## Source records
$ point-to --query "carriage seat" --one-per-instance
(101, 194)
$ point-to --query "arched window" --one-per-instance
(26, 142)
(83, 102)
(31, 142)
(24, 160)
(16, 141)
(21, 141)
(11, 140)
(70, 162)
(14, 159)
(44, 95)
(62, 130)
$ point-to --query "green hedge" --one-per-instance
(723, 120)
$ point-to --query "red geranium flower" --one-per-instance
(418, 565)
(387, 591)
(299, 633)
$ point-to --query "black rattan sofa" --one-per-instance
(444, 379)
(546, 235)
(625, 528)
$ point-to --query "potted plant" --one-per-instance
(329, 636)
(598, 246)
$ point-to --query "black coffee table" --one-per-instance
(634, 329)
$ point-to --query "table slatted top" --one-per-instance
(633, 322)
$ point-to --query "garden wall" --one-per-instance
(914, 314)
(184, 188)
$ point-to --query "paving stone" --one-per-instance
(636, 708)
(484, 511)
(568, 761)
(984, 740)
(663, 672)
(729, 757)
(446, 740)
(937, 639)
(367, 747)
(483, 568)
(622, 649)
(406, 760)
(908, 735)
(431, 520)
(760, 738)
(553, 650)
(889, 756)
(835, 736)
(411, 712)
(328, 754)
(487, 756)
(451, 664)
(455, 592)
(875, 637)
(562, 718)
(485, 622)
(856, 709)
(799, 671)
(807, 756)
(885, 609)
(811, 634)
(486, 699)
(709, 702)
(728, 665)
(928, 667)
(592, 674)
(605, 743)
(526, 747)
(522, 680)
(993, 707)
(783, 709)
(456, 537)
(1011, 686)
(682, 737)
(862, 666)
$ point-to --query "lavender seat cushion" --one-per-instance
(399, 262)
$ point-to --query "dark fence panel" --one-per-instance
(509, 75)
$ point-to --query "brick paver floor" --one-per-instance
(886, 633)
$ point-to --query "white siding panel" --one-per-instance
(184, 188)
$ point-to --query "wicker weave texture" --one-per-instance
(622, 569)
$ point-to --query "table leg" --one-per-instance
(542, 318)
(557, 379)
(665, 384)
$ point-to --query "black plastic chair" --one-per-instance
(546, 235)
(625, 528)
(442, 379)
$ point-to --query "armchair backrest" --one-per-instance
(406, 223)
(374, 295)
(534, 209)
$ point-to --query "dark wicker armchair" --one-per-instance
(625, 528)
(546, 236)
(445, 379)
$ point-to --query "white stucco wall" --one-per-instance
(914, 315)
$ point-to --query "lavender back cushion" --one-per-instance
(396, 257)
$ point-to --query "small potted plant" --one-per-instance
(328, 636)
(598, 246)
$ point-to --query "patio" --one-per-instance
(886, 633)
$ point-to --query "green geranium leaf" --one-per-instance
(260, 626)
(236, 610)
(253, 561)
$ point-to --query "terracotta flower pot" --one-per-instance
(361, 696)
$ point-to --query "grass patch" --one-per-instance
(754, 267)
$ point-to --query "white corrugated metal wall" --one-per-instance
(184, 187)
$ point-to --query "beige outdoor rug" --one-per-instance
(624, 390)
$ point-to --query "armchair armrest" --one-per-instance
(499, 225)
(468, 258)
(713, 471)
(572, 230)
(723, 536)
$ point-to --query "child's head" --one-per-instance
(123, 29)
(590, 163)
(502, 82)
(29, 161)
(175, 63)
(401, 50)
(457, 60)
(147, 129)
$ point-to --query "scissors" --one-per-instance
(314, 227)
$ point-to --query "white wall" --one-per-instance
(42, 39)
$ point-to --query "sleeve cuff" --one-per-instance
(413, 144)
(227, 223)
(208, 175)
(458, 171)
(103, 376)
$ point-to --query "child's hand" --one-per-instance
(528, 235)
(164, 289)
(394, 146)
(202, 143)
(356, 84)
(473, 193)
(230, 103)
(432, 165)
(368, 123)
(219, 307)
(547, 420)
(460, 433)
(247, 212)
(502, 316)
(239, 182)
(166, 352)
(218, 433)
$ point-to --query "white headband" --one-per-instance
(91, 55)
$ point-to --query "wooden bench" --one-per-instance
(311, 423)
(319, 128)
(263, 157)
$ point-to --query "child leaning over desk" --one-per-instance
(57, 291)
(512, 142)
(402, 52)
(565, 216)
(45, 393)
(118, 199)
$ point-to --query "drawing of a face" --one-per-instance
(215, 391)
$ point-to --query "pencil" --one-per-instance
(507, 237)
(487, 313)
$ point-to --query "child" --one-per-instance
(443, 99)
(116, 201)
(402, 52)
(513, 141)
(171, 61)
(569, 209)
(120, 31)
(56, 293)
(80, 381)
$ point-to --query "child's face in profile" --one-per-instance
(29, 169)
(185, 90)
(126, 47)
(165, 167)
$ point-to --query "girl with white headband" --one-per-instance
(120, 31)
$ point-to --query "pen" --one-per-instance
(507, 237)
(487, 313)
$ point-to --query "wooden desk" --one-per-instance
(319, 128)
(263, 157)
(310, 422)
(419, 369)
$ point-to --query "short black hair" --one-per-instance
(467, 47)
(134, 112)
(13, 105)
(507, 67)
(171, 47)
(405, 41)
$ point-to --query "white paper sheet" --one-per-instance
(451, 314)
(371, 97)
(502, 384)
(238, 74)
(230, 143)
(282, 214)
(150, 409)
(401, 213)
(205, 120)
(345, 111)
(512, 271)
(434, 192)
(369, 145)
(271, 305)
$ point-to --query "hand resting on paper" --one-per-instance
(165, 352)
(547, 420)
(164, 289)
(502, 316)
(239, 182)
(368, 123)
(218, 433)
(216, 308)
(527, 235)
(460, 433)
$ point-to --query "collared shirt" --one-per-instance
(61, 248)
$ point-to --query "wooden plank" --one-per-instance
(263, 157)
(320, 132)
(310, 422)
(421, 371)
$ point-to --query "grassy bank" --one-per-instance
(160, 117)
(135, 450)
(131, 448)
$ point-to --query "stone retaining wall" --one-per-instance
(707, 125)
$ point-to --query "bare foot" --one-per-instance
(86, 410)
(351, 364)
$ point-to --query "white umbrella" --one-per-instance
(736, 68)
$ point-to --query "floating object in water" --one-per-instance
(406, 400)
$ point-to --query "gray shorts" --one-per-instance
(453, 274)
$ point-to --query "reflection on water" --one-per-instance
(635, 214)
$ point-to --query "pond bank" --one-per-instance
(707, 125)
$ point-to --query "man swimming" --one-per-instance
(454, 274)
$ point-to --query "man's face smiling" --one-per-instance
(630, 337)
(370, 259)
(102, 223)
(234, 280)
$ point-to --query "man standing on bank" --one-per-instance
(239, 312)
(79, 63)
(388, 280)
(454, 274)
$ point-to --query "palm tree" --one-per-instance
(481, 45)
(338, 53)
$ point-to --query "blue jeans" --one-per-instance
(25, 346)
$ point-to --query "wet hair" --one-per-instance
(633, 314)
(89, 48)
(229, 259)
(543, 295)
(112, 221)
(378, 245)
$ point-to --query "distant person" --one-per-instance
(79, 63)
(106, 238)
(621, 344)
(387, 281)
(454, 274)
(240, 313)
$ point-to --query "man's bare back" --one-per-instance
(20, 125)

## Aim
Retype every record above exactly as written.

## Exercise output
$ point-to --query "carriage seat" --one-per-instance
(101, 194)
$ point-to --query "arched window" --one-per-instance
(26, 142)
(83, 102)
(31, 142)
(24, 160)
(16, 141)
(21, 141)
(11, 140)
(70, 162)
(14, 159)
(44, 95)
(62, 130)
$ point-to --query "green hedge" --one-per-instance
(723, 120)
$ point-to --query "red geranium flower" --one-per-instance
(418, 565)
(387, 591)
(299, 633)
$ point-to --query "black rattan sofa" --one-per-instance
(444, 379)
(546, 235)
(625, 528)
$ point-to --query "potted plant" --one-per-instance
(329, 636)
(598, 246)
$ point-to --query "black coffee table" --one-per-instance
(634, 329)
$ point-to --query "table slatted top" --one-per-instance
(633, 322)
$ point-to --query "garden wall" --one-per-instance
(914, 314)
(184, 188)
$ point-to --query "paving stone" --one-per-instance
(636, 708)
(484, 511)
(568, 761)
(984, 740)
(663, 672)
(729, 757)
(446, 740)
(937, 639)
(367, 747)
(483, 568)
(622, 649)
(406, 760)
(908, 735)
(431, 520)
(760, 738)
(553, 650)
(889, 756)
(835, 736)
(411, 712)
(328, 754)
(487, 756)
(451, 664)
(455, 592)
(875, 637)
(562, 718)
(485, 622)
(856, 709)
(799, 671)
(807, 756)
(885, 609)
(811, 634)
(486, 699)
(709, 702)
(728, 665)
(928, 667)
(592, 674)
(605, 743)
(526, 747)
(522, 680)
(993, 707)
(783, 709)
(456, 537)
(1011, 686)
(682, 737)
(862, 666)
$ point-to --query "lavender seat cushion" --one-per-instance
(399, 262)
$ point-to --query "dark fence panel" --one-per-instance
(509, 75)
$ point-to --query "brick paver floor" --one-per-instance
(886, 633)
$ point-to --query "white siding panel" --one-per-instance
(184, 188)
$ point-to --query "wicker weave texture" --one-per-instance
(622, 569)
$ point-to --query "table leg" --one-per-instance
(542, 318)
(557, 379)
(665, 384)
$ point-to --query "black plastic chair" --one-per-instance
(546, 235)
(625, 528)
(442, 379)
$ point-to --query "armchair backrest" --one-per-instance
(406, 223)
(374, 295)
(534, 209)
$ point-to --query "dark wicker armchair" --one-per-instance
(625, 528)
(546, 236)
(445, 379)
$ point-to --query "white stucco wall" --one-per-instance
(914, 315)
$ point-to --query "lavender back cushion" --one-per-instance
(396, 257)
$ point-to --query "small potted plant" --one-per-instance
(328, 636)
(598, 246)
$ point-to --query "patio" --one-per-instance
(886, 633)
$ point-to --query "green geranium leaf" --one-per-instance
(260, 626)
(236, 610)
(253, 561)
$ point-to --query "terracotta flower pot" --one-per-instance
(361, 696)
$ point-to --query "grass patch" --one-per-instance
(754, 267)
$ point-to --query "white corrugated metal wall" --one-per-instance
(184, 187)
$ point-to --query "beige outdoor rug" --one-per-instance
(624, 390)
$ point-to --query "armchair armrest" --one-per-instance
(499, 225)
(468, 258)
(713, 471)
(572, 230)
(723, 536)
$ point-to --query "child's head" --one-per-instance
(123, 29)
(590, 163)
(502, 82)
(29, 161)
(175, 63)
(401, 50)
(457, 60)
(147, 129)
$ point-to --query "scissors" --one-per-instance
(314, 227)
$ point-to --query "white wall" --one-per-instance
(42, 39)
$ point-to --query "sleeve cuff" --one-per-instance
(413, 144)
(227, 223)
(208, 175)
(458, 171)
(103, 376)
$ point-to --query "child's hand" --one-per-instance
(528, 235)
(164, 289)
(394, 146)
(202, 143)
(356, 84)
(473, 193)
(230, 103)
(432, 165)
(368, 123)
(219, 307)
(547, 420)
(460, 433)
(247, 212)
(502, 316)
(239, 182)
(166, 352)
(218, 433)
$ point-to --query "white headband" --one-per-instance
(91, 55)
$ point-to --query "wooden bench" --one-per-instance
(311, 423)
(319, 128)
(263, 157)
$ point-to --query "child leaning over desk" --one-per-instance
(57, 291)
(512, 142)
(402, 52)
(565, 216)
(45, 393)
(118, 199)
$ point-to --query "drawing of a face" --one-per-instance
(215, 391)
$ point-to --query "pencil" --one-per-instance
(507, 237)
(487, 313)
$ point-to --query "child" --one-per-instance
(443, 99)
(116, 201)
(402, 52)
(513, 141)
(171, 61)
(569, 209)
(120, 31)
(56, 293)
(80, 381)
$ point-to --query "child's face in profile" --one-per-instance
(29, 169)
(185, 90)
(126, 47)
(165, 167)
$ point-to --query "girl with white headband" --one-per-instance
(120, 31)
$ point-to --query "pen" --one-per-instance
(507, 237)
(487, 313)
$ point-to --query "wooden desk" --one-per-instance
(319, 128)
(263, 157)
(310, 422)
(419, 369)
$ point-to --query "short black hair" --one-per-instance
(467, 47)
(134, 112)
(13, 105)
(507, 67)
(171, 47)
(405, 41)
$ point-to --query "white paper sheet" --one-per-instance
(451, 314)
(371, 97)
(502, 384)
(238, 74)
(230, 143)
(282, 214)
(150, 409)
(401, 213)
(205, 120)
(345, 111)
(512, 271)
(434, 192)
(369, 145)
(271, 305)
$ point-to --query "hand resting on paper" --one-per-instance
(165, 352)
(547, 420)
(164, 289)
(502, 316)
(239, 182)
(368, 123)
(218, 433)
(216, 308)
(527, 235)
(460, 433)
$ point-to --query "collared shirt" --one-per-instance
(61, 248)
$ point-to --query "wooden plank" --one-per-instance
(263, 157)
(320, 132)
(310, 422)
(421, 371)
$ point-to --query "grassy bank" --one-per-instance
(160, 117)
(135, 450)
(131, 448)
$ point-to --query "stone retaining wall" --one-per-instance
(707, 125)
$ point-to --query "bare foot" --one-per-instance
(86, 410)
(351, 364)
$ point-to --query "white umbrella" --one-per-instance
(736, 68)
$ point-to --query "floating object in water" --one-per-instance
(406, 400)
$ point-to --query "gray shorts" --one-per-instance
(453, 274)
$ point-to --query "reflection on water" --one-per-instance
(635, 214)
$ point-to --query "pond bank" --one-per-instance
(707, 125)
$ point-to --query "man swimming" --one-per-instance
(454, 274)
$ point-to --query "man's face smiling" --one-per-instance
(630, 337)
(370, 259)
(102, 223)
(234, 280)
$ point-to --query "man standing on bank" --one-per-instance
(239, 312)
(79, 63)
(388, 280)
(454, 274)
$ point-to --query "palm tree" --one-per-instance
(481, 45)
(338, 53)
$ point-to --query "blue jeans" --one-per-instance
(25, 346)
$ point-to --query "wet hair" --one-per-instance
(633, 314)
(89, 48)
(229, 259)
(543, 295)
(112, 221)
(378, 245)
$ point-to --query "distant person" --one-per-instance
(79, 63)
(106, 238)
(621, 344)
(387, 281)
(454, 274)
(240, 313)
$ point-to --query "man's bare back" --one-per-instance
(20, 125)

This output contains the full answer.